(Enregistrements conservés)
◆ ◆ ◆ ◆ ◆ ◆ ◆
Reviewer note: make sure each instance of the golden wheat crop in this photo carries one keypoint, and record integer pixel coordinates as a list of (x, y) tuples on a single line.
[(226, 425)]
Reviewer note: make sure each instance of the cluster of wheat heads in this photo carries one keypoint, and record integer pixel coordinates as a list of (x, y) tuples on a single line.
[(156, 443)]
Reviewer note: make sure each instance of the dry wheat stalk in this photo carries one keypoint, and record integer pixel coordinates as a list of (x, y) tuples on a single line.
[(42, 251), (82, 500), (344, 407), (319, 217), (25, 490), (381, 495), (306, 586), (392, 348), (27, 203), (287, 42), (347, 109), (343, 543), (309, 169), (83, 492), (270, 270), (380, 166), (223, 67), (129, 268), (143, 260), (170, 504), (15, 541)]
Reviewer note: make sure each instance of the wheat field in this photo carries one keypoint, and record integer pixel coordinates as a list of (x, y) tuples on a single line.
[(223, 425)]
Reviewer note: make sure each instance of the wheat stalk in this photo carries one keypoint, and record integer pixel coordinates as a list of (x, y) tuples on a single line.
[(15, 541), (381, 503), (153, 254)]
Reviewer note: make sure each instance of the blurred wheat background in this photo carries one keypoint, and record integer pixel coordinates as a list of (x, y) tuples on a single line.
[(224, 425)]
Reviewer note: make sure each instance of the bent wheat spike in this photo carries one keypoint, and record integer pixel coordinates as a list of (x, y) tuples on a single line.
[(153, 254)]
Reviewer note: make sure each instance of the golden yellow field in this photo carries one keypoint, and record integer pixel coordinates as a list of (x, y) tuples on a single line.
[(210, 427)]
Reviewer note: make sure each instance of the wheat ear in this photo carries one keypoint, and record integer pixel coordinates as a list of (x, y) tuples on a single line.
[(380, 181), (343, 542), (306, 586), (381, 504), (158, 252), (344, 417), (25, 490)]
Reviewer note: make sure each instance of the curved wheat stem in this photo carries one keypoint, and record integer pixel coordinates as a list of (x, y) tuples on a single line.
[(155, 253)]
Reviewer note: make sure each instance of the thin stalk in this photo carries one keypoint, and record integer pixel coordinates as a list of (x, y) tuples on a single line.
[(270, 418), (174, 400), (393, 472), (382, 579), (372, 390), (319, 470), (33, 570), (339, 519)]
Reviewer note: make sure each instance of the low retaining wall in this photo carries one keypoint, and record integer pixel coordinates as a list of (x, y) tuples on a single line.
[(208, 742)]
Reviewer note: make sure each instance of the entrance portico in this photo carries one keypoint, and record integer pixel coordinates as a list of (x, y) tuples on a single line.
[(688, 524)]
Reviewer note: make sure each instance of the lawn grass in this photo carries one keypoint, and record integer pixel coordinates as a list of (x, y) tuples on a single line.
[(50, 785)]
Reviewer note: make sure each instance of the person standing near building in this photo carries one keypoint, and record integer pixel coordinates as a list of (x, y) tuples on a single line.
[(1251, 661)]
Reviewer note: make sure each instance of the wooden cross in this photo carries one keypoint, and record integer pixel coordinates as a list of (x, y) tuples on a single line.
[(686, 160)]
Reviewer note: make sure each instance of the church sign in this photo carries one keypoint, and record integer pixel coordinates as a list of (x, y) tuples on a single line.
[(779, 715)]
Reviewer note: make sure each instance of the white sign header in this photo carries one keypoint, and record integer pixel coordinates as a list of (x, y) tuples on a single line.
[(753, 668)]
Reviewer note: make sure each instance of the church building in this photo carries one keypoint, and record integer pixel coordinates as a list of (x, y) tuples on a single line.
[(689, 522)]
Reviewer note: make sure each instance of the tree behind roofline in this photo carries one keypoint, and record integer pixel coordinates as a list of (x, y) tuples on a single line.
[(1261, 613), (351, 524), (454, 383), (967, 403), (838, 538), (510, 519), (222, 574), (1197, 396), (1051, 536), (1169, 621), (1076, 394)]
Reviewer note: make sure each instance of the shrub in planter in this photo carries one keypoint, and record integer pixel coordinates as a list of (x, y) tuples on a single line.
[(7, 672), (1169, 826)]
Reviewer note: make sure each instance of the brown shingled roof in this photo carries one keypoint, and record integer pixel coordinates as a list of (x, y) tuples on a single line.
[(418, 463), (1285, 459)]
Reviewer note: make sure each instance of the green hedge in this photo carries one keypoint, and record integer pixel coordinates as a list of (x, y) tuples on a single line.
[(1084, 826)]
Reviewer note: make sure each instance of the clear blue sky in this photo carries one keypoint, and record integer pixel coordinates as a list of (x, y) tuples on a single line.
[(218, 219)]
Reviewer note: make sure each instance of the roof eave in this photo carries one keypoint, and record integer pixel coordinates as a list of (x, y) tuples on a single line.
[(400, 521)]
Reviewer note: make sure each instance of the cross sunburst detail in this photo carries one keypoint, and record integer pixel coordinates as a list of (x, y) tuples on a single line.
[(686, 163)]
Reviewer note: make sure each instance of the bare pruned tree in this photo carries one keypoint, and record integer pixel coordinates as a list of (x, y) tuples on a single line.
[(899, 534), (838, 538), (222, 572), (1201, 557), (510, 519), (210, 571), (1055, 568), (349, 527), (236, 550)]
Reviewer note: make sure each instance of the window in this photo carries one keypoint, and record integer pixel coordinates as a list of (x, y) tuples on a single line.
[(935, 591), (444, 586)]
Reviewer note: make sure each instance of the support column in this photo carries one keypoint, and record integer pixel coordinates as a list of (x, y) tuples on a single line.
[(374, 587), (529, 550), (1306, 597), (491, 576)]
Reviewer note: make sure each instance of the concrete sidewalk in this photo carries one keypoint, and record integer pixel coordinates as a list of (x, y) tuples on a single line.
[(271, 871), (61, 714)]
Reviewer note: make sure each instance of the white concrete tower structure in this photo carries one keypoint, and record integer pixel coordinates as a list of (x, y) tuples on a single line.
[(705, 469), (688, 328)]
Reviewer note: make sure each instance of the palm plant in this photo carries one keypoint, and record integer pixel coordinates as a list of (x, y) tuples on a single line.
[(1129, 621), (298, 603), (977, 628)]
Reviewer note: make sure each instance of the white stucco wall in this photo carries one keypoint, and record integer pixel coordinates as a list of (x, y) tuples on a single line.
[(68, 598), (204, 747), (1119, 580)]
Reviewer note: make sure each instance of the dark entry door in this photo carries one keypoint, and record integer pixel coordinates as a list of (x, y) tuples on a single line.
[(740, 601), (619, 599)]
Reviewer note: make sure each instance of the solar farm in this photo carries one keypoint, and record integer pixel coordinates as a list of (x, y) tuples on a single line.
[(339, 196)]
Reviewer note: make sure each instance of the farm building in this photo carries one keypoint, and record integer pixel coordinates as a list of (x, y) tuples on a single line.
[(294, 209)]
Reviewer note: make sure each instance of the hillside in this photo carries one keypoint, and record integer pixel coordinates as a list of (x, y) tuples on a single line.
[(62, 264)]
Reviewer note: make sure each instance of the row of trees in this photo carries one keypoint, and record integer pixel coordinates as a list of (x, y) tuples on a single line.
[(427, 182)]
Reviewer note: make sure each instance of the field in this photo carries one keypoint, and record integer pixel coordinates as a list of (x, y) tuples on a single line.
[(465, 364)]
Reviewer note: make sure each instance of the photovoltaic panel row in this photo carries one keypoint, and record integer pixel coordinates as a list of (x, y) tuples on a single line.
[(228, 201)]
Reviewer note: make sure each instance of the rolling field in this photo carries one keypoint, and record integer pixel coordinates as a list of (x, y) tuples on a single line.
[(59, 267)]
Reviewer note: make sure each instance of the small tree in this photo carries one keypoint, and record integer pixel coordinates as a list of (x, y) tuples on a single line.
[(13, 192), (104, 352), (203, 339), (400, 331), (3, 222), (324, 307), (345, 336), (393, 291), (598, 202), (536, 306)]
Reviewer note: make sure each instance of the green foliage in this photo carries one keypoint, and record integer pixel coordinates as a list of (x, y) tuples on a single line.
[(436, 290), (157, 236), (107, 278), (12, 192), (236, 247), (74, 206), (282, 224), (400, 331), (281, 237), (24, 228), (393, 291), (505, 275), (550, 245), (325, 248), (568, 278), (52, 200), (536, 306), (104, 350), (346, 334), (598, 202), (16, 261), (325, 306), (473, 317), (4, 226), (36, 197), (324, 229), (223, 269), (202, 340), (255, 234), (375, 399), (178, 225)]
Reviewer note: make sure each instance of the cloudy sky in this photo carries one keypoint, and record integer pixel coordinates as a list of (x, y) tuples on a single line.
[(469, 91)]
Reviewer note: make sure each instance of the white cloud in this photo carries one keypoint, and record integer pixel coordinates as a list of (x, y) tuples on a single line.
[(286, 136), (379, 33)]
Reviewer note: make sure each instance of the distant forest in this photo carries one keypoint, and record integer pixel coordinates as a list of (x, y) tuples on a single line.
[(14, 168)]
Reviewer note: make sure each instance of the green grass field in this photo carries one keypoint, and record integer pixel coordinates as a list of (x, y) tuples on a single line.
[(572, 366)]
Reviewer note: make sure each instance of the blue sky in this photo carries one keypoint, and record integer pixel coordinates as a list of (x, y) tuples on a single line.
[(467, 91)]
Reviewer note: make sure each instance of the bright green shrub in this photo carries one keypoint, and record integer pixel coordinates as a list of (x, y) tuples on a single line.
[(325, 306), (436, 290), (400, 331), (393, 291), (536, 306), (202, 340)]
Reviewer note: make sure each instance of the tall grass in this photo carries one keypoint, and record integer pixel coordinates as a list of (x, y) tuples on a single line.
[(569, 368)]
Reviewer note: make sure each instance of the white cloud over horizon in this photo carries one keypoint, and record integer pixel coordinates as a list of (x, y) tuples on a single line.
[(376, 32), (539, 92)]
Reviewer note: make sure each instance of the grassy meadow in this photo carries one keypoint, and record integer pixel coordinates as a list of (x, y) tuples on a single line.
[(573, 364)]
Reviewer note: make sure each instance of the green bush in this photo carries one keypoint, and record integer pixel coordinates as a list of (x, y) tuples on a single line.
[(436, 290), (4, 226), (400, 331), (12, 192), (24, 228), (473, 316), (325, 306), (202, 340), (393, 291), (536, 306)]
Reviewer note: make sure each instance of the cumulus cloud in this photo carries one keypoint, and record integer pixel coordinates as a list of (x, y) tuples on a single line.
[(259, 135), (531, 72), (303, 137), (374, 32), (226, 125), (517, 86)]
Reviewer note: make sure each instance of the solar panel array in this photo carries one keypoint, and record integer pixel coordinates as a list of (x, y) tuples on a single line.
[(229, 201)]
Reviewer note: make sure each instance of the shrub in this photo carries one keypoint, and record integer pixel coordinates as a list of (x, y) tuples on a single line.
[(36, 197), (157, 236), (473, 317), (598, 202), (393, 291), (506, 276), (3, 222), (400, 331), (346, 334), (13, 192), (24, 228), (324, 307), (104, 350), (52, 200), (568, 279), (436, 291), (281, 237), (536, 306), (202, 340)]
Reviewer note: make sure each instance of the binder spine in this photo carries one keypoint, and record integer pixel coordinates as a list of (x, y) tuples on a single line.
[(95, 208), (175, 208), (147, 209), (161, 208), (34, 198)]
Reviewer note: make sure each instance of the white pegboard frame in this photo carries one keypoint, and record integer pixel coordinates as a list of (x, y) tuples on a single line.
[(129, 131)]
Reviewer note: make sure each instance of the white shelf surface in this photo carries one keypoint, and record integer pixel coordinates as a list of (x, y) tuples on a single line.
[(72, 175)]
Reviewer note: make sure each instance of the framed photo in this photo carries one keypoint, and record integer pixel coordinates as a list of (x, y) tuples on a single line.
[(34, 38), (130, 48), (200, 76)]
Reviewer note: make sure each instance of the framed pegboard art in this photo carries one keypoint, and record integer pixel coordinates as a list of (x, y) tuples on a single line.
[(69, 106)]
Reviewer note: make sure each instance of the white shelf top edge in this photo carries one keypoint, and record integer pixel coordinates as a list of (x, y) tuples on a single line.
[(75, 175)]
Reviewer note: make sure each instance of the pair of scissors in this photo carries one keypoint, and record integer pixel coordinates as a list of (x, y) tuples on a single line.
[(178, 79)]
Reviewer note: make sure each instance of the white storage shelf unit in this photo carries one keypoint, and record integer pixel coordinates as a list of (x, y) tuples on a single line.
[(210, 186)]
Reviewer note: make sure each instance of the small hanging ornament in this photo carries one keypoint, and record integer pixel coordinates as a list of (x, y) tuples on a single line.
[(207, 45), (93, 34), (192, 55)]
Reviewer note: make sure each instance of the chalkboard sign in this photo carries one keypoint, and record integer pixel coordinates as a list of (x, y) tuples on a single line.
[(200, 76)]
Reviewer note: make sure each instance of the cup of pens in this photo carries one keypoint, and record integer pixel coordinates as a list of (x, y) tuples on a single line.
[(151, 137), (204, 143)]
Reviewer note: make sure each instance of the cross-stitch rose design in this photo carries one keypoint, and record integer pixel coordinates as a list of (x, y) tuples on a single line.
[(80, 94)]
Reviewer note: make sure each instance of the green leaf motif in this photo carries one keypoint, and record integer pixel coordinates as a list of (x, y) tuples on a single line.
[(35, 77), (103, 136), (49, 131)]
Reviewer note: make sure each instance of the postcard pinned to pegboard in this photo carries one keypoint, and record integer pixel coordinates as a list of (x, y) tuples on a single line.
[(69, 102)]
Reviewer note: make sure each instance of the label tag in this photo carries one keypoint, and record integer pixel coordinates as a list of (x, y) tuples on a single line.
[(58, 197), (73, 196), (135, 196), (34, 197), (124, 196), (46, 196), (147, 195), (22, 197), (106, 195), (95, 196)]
◆ ◆ ◆ ◆ ◆ ◆ ◆
### CONSIGNE
Transforme en liste JSON de chaînes les lignes des enregistrements, en partant de la ligne qui contient "Reviewer note: make sure each instance of the solar farm" et en allant jusqu'à celle qui contient "[(339, 196)]", les deux comprises. Mets une chaîne par ligne et laisse de côté les lignes vides.

### CORRIGÉ
[
  "Reviewer note: make sure each instance of the solar farm in this photo carries one keypoint, and record integer pixel coordinates as a list of (x, y) tuples on a single line.",
  "[(339, 196)]"
]